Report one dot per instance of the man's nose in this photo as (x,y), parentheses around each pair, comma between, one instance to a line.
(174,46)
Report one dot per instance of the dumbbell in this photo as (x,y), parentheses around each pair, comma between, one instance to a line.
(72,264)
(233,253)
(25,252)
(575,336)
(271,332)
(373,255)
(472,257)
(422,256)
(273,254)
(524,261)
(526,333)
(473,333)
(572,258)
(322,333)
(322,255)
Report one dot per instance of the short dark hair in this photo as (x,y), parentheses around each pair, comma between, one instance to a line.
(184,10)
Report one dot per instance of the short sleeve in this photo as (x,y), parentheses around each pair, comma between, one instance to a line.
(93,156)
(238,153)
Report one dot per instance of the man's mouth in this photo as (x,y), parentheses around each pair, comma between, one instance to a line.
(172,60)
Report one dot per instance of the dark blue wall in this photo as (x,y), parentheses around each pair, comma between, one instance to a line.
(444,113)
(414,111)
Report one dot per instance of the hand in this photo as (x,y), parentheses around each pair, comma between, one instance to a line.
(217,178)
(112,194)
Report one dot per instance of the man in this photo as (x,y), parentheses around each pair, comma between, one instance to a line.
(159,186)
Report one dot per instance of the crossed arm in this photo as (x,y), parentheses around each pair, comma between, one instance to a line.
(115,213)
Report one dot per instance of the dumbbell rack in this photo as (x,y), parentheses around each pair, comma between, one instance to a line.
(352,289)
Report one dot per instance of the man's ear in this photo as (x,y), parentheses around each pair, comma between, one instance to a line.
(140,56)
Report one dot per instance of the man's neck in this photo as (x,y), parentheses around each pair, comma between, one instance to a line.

——

EXERCISE INSTRUCTIONS →
This exercise needs each record retyped exactly as shown.

REPLY →
Report one dot per instance of the man's nose in this photo as (x,y), parentheses around each pair, comma between, one instance to a line.
(174,46)
Report one dot per instance of the dumbbell in this photo as (x,y), parentheses around each pair, comma between, one instance to a line.
(72,264)
(233,253)
(25,252)
(575,336)
(271,332)
(373,255)
(472,257)
(422,256)
(273,254)
(524,261)
(526,333)
(473,333)
(572,258)
(322,333)
(322,255)
Report one dot per instance of the short dark hair in this photo as (x,y), parentheses around each pair, comma between, one instance to a line.
(184,10)
Report one dot per instance of the short sleeve in this photo as (x,y), parentheses around each pair, comma between, one instance to a line.
(93,156)
(238,153)
Report one dot per instance of the man's mouth in this photo as (x,y), parentheses around each pair, comma between, one instance to a line.
(172,60)
Report one dot per instance of the dark blue wall in this photo as (x,y), parentheses around each pair, comma between, one instance to a line.
(444,113)
(414,111)
Report one dot per instance of the hand in this photo as (x,y), parentheses around each pair, comma between, one instance to a line.
(217,178)
(112,194)
Report one dot per instance of the man in this photo as (x,y), parentheses around each pair, comma between, one instance to a line.
(159,186)
Report one dot per instance of the crossed arm in this photo as (x,y), parentheses around each pair, comma between, one instance to a line.
(115,213)
Report one dot per instance of the dumbbell rack in this photo as (x,y), parentheses around each pair, comma between, one instance to a line.
(352,289)
Report one dot per instance of the man's ear in this photo as (x,y), parentheses around each pair, comma between, one instance to a line.
(140,56)
Report one dot per instance of the man's neck in this photo as (x,y), parentheses around each pair, comma between, one instance to a line.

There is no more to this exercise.